→ **What to work on**:
Quote exactly, and only, the lines from the one with "broad green leaf -> masks, every instance" through the end of the listing.

[Records contained in a dataset]

····················

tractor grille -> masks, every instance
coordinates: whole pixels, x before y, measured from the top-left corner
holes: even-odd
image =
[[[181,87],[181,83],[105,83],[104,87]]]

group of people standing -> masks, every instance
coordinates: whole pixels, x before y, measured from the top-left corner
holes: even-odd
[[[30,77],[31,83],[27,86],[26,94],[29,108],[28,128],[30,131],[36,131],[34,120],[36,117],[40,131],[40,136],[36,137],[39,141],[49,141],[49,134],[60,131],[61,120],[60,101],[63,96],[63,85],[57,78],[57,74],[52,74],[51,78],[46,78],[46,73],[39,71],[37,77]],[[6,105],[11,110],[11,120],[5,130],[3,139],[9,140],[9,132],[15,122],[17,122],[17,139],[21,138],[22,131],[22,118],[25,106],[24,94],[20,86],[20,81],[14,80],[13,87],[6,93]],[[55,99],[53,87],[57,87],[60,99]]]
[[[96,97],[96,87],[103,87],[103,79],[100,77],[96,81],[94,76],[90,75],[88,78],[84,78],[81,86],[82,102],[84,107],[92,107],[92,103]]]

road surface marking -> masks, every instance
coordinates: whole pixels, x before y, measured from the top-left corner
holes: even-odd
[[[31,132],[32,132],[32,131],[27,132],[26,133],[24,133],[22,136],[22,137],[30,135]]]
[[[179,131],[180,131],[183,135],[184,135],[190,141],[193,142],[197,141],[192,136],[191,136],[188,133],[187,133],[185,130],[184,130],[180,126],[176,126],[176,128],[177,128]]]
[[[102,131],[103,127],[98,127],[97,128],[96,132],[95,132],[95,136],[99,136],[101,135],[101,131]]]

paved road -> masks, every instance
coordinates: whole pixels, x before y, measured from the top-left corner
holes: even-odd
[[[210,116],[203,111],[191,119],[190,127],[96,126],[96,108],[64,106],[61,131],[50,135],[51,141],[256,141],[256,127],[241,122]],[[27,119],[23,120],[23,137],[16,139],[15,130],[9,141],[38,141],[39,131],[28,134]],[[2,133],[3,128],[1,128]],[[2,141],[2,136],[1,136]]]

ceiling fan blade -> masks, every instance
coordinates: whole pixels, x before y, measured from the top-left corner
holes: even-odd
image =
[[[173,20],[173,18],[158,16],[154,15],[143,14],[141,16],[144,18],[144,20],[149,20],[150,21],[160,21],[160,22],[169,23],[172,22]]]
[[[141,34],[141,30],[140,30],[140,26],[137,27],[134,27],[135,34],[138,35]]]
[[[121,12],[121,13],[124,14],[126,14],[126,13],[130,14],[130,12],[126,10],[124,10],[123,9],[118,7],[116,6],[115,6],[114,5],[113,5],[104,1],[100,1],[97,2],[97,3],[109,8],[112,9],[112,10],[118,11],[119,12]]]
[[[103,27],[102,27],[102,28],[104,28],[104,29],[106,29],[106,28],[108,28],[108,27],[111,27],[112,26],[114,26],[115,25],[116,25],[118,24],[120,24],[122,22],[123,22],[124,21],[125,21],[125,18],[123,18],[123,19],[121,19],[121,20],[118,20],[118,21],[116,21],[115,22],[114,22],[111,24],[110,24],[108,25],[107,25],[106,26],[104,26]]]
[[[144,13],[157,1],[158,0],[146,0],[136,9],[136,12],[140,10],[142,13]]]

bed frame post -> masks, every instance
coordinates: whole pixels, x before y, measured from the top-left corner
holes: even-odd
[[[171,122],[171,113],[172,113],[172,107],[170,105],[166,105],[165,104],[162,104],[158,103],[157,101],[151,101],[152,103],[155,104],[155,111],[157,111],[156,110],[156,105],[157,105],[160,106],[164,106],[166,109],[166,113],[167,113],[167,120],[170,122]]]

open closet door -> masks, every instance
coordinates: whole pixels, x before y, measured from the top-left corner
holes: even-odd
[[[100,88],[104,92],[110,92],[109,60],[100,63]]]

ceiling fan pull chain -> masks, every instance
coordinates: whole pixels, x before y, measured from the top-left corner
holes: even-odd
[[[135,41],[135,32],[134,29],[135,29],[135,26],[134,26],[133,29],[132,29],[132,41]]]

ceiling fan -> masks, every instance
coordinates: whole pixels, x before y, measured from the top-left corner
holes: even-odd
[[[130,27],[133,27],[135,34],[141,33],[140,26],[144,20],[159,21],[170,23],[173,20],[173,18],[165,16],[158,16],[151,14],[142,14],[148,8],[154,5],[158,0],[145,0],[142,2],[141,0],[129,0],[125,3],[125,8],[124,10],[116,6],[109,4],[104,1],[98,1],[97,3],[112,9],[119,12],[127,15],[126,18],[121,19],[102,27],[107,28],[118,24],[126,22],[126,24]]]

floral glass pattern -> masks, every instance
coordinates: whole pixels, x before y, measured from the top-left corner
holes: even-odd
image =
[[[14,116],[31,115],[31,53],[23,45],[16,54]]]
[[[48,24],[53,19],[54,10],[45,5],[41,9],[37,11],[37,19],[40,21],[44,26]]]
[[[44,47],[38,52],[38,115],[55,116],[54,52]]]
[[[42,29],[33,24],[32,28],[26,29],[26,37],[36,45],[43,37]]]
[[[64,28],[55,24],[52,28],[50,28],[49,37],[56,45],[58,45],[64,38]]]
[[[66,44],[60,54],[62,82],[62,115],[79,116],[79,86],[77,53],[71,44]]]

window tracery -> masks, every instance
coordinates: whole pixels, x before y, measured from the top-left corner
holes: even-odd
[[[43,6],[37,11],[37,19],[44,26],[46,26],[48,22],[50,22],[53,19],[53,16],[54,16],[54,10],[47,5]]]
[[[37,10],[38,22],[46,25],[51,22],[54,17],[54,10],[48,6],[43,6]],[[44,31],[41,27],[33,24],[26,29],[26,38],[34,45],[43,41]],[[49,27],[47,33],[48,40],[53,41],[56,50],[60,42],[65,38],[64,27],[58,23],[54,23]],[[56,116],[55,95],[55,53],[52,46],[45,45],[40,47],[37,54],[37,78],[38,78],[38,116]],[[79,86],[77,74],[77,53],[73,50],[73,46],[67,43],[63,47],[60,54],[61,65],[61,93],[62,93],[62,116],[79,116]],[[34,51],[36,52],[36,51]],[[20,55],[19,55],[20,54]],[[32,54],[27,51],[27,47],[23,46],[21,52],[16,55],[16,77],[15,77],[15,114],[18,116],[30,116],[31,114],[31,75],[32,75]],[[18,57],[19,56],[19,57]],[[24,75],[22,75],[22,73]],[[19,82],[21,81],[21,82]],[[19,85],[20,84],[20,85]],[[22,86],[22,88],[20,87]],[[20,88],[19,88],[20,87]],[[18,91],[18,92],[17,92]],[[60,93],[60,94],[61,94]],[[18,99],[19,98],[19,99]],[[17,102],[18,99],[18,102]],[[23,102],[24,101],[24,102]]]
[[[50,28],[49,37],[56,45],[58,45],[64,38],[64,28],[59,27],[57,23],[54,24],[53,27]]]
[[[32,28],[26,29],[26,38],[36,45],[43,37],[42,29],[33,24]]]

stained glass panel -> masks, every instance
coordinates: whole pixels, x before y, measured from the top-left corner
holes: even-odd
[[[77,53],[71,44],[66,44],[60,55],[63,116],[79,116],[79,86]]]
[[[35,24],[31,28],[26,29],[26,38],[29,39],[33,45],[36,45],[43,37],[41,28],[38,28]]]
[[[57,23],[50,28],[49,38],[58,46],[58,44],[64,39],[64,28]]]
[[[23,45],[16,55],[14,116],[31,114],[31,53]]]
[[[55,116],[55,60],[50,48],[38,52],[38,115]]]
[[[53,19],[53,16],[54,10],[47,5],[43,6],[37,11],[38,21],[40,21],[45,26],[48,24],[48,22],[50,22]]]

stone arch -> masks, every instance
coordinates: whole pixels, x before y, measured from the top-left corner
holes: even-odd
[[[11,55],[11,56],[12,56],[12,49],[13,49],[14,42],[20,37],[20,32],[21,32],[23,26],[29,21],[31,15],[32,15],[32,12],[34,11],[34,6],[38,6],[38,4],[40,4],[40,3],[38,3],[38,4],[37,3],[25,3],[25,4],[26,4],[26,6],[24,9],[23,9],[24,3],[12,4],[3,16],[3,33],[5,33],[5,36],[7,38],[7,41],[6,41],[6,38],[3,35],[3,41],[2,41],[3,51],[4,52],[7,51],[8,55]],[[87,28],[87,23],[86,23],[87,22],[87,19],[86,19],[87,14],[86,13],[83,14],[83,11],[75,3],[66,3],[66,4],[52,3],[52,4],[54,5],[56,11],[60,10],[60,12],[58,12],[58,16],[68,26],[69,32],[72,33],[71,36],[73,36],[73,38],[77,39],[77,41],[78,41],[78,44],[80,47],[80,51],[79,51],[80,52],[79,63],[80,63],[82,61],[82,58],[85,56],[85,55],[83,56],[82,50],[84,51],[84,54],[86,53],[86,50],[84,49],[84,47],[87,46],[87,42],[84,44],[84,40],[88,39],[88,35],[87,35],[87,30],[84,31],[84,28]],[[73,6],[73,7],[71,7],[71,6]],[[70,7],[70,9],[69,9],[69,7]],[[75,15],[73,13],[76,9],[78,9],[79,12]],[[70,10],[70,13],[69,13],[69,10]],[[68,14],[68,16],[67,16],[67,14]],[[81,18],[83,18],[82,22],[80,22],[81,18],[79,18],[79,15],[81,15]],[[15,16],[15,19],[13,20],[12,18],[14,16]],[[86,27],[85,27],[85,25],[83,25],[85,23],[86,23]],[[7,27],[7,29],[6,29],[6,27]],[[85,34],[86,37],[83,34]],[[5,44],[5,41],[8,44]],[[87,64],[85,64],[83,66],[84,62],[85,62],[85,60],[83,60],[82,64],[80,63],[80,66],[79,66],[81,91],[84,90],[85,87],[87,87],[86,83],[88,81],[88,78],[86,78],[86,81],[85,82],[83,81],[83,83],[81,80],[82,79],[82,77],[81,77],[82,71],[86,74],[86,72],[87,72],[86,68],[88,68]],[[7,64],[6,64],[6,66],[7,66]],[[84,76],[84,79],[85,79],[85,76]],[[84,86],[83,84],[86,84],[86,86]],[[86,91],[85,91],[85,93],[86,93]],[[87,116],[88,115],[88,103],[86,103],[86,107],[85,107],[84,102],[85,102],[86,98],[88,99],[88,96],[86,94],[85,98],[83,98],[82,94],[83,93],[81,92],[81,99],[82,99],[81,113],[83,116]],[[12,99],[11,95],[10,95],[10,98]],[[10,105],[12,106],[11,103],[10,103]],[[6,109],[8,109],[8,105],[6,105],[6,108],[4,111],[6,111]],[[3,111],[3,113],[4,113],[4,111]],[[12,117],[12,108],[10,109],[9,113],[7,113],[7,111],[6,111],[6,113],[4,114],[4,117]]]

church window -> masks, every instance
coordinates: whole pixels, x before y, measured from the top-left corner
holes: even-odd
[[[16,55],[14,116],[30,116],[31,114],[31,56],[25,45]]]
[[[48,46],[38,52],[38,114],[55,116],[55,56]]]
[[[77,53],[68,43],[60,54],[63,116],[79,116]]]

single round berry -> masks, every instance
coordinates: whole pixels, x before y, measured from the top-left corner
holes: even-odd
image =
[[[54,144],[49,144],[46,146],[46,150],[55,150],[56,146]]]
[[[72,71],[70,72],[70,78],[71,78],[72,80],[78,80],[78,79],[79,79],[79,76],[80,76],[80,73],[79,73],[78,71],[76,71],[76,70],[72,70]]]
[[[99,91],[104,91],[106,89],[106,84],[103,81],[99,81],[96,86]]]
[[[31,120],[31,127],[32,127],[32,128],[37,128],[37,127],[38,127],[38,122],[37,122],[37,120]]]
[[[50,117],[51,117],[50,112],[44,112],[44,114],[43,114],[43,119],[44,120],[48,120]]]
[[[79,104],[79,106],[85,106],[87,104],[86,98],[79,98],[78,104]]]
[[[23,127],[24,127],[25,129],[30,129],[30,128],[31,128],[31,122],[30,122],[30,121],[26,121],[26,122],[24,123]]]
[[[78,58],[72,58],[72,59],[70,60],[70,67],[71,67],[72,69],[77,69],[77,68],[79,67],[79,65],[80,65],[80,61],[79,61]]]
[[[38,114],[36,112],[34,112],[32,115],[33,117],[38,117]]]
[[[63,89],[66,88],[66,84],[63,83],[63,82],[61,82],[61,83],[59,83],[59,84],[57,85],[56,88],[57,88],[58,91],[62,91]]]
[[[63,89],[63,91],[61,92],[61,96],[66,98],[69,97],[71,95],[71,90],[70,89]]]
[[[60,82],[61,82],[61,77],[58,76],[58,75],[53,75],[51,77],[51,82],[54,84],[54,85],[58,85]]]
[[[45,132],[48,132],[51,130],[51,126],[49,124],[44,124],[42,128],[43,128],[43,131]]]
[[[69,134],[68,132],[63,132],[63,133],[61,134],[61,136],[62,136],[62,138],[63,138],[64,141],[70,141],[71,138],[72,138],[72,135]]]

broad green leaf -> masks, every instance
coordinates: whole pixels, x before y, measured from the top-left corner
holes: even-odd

····················

→ **Problem solution**:
broad green leaf -> masks, every instance
coordinates: whole pixels, x before y, measured from the top-left corner
holes: even-odd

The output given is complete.